◆ TO BE DONE ◆
Exactly repeat the material, dropping only the pictures.

[Object point labels]
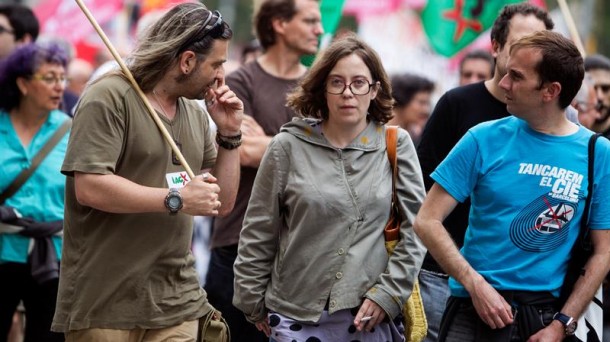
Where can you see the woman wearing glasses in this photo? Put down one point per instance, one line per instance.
(32, 82)
(311, 259)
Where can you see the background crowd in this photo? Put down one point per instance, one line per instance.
(43, 80)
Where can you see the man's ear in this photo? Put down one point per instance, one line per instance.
(495, 48)
(188, 60)
(278, 25)
(552, 91)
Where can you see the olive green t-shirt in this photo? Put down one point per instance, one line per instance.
(125, 271)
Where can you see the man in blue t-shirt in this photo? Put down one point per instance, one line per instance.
(527, 178)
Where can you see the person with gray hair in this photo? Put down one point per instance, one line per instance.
(127, 272)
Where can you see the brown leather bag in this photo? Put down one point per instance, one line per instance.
(212, 327)
(416, 325)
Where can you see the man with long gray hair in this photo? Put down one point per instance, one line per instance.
(127, 271)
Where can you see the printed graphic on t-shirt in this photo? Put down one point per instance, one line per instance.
(543, 224)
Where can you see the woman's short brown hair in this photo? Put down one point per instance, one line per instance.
(309, 98)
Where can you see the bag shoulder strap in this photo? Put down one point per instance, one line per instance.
(391, 138)
(44, 151)
(584, 222)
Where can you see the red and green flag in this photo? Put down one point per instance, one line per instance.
(453, 24)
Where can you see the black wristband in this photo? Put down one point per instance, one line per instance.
(229, 138)
(227, 144)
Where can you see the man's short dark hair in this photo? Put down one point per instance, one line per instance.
(22, 20)
(596, 62)
(478, 54)
(499, 31)
(406, 86)
(264, 16)
(561, 62)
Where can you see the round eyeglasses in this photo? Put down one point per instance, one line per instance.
(51, 79)
(337, 86)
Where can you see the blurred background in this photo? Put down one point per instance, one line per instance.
(400, 30)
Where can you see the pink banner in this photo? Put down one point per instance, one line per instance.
(364, 8)
(63, 18)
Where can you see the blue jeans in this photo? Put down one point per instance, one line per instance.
(434, 289)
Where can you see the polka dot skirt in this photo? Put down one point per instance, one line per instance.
(338, 327)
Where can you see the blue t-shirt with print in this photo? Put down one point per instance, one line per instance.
(528, 193)
(41, 197)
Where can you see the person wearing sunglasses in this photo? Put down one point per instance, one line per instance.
(18, 26)
(32, 80)
(598, 66)
(311, 263)
(128, 271)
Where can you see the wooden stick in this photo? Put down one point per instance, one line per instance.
(567, 15)
(135, 85)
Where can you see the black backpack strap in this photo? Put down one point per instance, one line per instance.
(44, 151)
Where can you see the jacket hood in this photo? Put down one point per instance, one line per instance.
(310, 130)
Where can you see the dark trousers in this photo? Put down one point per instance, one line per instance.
(219, 287)
(16, 284)
(462, 323)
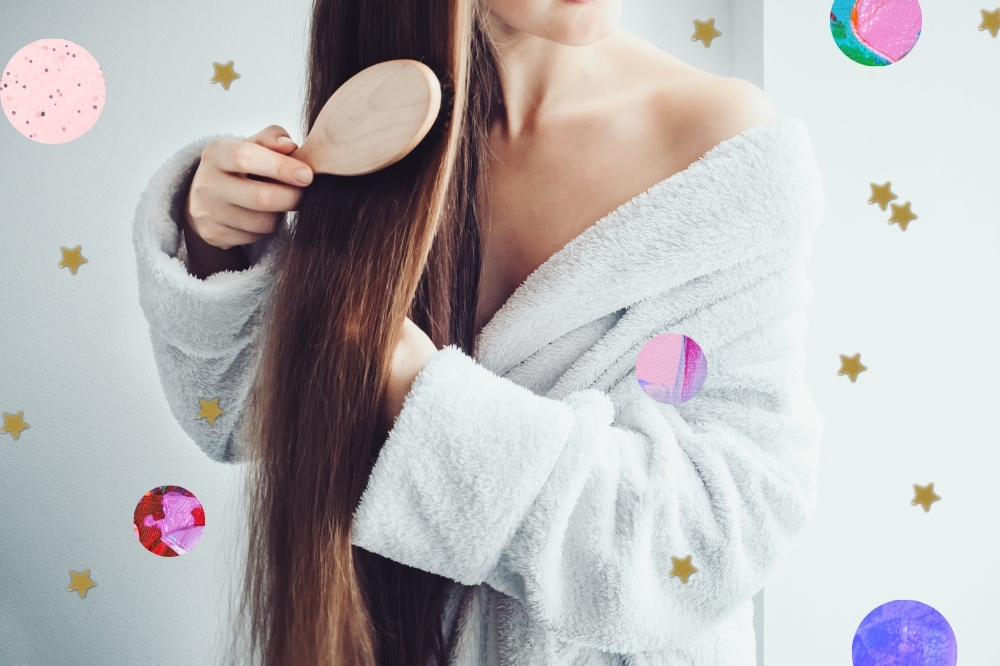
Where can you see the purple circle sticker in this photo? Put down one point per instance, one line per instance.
(169, 521)
(52, 91)
(671, 368)
(904, 633)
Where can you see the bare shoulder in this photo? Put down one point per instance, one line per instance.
(723, 107)
(696, 109)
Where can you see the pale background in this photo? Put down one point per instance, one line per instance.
(920, 306)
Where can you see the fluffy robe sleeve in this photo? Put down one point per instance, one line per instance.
(202, 331)
(577, 506)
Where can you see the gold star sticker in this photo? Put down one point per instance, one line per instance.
(902, 215)
(682, 568)
(991, 21)
(851, 366)
(925, 496)
(72, 259)
(705, 31)
(210, 410)
(882, 195)
(224, 74)
(14, 424)
(80, 582)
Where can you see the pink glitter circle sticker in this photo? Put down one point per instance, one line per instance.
(671, 368)
(169, 521)
(52, 91)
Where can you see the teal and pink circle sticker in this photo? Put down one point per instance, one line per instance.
(876, 32)
(671, 368)
(169, 521)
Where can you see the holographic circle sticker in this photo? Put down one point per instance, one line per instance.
(876, 32)
(169, 521)
(671, 368)
(904, 633)
(52, 91)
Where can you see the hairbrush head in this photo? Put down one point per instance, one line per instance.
(374, 119)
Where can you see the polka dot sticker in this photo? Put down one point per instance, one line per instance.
(876, 32)
(671, 368)
(904, 633)
(52, 91)
(169, 521)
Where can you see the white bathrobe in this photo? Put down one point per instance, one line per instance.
(537, 474)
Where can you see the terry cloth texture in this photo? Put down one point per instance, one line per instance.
(537, 474)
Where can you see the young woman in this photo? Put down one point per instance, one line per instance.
(449, 457)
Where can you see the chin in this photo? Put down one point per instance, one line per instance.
(567, 22)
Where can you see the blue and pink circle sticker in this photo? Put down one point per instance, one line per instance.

◆ COMPLETED EXERCISE ◆
Where can you see the woman wearing glasses in this photo? Put down one point per instance, one line per instance.
(32, 82)
(311, 259)
Where can you see the background crowd in this photo? Put down one point per instance, one line per instance.
(43, 80)
Where can you see the man's ear in this photo? Put down one point per instance, one line per instance.
(495, 48)
(188, 60)
(278, 25)
(552, 91)
Where can you see the olive green t-shirt in this photo? Put down one point per instance, one line per instance.
(125, 271)
Where can you see the man in blue t-shirt in this photo? Put down one point per instance, one line per instance.
(527, 178)
Where can you see the person with gray hair in this photo? Put down one point per instance, one line per instance.
(127, 272)
Where can you see the brown leather bag in this photo? Put down one point per instance, one line per instance.
(212, 327)
(416, 325)
Where can you see the man with long gray hair in this photo? Put down one point per instance, one line per instance.
(127, 271)
Where can you see the printed graphic on t-shirt in this photo? Put down one point per instance, one line per instance.
(543, 224)
Where can you see the woman's short brown hair in this photo? Put down one point per instance, one line per instance.
(309, 98)
Where can you see the bag shoulder strap in this photo? Put down one point per instance, one line per instance.
(391, 138)
(44, 151)
(584, 222)
Where can you see the red and green flag in this photo? Put down one point per instance, one line per instance.
(453, 24)
Where can you see the black wristband in this photo? Put down one point per instance, one line per instance.
(229, 138)
(227, 144)
Where can you see the man's short dark hair in this photo? Put down one point per instance, one line per instance.
(22, 20)
(596, 62)
(478, 54)
(499, 31)
(406, 86)
(264, 16)
(561, 62)
Where can you see the round eyeglasses in this photo? Put down one point per instance, one line per instance.
(51, 79)
(337, 86)
Where can you see the blurred background in this photo? Put down one point per instance, one line per instance.
(400, 30)
Where can you see the pink banner in this photo? Put down one point per instance, one line per instance.
(364, 8)
(63, 18)
Where can you see the blue jeans in this photo? Put down one point per instance, one line per instance.
(434, 289)
Where can you see the polka dot skirt in this photo? Put down one point per instance, one line per instance.
(338, 327)
Where can you see the blue t-shirt with print in this photo? Put down one point per instance, one line per instance.
(528, 193)
(41, 197)
Where can you see the person wearing sunglasses in this photo? Put down one point per instance, one line per instance.
(18, 26)
(32, 80)
(598, 66)
(311, 263)
(128, 271)
Where can you see the wooden stick in this photo? Put down one point per instance, one line per instance.
(567, 15)
(135, 85)
Where can you see the black backpack strap in this photo? Put down one point per instance, one line per instance.
(44, 151)
Where can you see the jacket hood in this photo? Put down one point per instance, one line per instance.
(310, 130)
Where can you see the dark trousers in this photo? Put down one point per instance, one line per instance.
(219, 287)
(16, 284)
(462, 323)
Where can you see the purple circle sticker in this photo? Put down one point per instance, one line per instance.
(169, 521)
(52, 91)
(671, 368)
(904, 633)
Where can you see the bare shoulder in this photo? Put down one point per instance, one line per instance.
(723, 107)
(696, 109)
Where can you see the pale background in this photo? Put down one point per instance, one line per instance.
(920, 306)
Where can you see the fluffy robe sleeve in this photo? Put down one point per instance, one line per instance.
(202, 331)
(577, 506)
Where can you see the gold star sticker in this photo? Put down one point per instance, one line per instance.
(902, 215)
(682, 568)
(991, 21)
(851, 366)
(925, 496)
(72, 259)
(705, 31)
(210, 410)
(882, 195)
(224, 74)
(14, 424)
(80, 582)
Where can you see the pink glitter circle sticker in this photo? Put down one point per instance, one line per instance.
(671, 368)
(169, 521)
(52, 91)
Where can you see the teal and pink circle sticker in this photo? Put down one point per instance, one line per instance.
(876, 32)
(671, 368)
(169, 521)
Where can you see the holographic circle sticker in this photo? Put down one point per instance, one line per instance.
(876, 32)
(169, 521)
(671, 368)
(904, 633)
(52, 91)
Where can you see the hairbrush head in this photo? Put down one point per instance, one line per instance.
(374, 119)
Where can you see the polka dot sticker in this photo? Put down one point per instance, one line per instance.
(876, 32)
(671, 368)
(904, 633)
(52, 91)
(169, 521)
Where can you see the white bathrobe in this photo? Put down one point per instance, one line per instance.
(537, 474)
Where can you see the terry cloth texture in this photo? Put down one point per instance, one line per instance.
(537, 474)
Where can you see the young woman in this photo? Put down one point per instance, one line per instance.
(449, 457)
Where can you see the chin in this photo? Put down one point per instance, one line per instance.
(567, 22)
Where can you see the blue and pink circle sticker in this photo? Put down one point per instance, one line per instance.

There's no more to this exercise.